— MATERIAL PROVIDED —
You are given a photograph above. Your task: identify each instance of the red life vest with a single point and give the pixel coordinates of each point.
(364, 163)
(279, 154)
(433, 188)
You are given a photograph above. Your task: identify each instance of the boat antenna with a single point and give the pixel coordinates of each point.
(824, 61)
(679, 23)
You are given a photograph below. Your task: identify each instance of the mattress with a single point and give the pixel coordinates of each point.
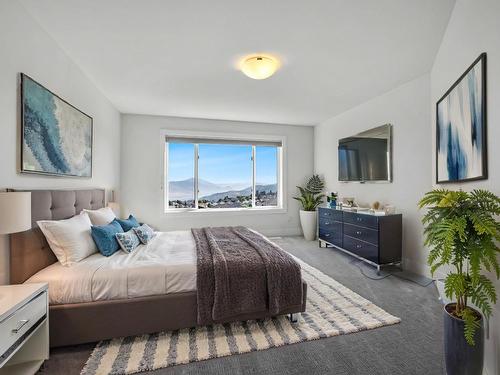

— WORK INSTRUCTIONS —
Give the material above again exactly as it stands, minus any images.

— ANSWER SECTION —
You are given a photograph above. Your task: identify each instance of the red life vest with a single point and give the pixel coordinates of each point.
(364, 163)
(279, 154)
(433, 188)
You are given a photograph above. Your task: identify each instance of the boat antenna with a single point and give the pixel coordinates of each point.
(824, 61)
(679, 23)
You are given a photograph below. Your task: identify each instance of the mattress with a single point and give the pixel coordinates of each point.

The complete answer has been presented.